• **PROBLEM REQUIREMENTS**: Collect every line of the data below that contains the word "brown", and copy each one in full.

• **ENTRIES SHOWN**:
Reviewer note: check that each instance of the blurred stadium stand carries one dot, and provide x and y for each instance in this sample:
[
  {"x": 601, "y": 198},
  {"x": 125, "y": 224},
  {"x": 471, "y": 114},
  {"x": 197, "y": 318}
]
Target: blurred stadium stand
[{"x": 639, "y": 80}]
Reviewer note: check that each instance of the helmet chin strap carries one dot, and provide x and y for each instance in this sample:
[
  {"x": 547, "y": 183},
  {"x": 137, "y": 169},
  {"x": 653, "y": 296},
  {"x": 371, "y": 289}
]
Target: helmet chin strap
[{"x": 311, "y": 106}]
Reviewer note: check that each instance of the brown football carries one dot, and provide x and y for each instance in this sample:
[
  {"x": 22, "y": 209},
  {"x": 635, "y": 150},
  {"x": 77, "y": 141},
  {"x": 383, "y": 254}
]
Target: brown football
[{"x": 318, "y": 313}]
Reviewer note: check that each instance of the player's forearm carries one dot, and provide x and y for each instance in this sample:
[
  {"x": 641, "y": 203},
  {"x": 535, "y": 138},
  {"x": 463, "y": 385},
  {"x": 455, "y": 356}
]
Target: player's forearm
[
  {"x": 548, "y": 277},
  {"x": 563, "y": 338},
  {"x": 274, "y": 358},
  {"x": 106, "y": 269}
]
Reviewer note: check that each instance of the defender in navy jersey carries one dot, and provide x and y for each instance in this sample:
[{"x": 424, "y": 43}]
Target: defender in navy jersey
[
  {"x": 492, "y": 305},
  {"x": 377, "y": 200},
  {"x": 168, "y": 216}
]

---

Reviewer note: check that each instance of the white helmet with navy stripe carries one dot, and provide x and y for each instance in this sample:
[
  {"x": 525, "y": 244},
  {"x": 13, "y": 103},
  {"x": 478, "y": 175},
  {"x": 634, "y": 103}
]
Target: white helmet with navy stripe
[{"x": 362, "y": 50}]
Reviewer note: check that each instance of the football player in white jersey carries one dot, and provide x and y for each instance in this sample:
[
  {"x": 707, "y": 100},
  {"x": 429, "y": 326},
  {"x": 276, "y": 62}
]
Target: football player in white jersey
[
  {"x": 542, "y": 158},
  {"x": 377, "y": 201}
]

• **FINISHED EXERCISE**:
Reviewer note: check that each instance of the brown football carries one dot, and provide x and y for each instance in this sample:
Target: brown football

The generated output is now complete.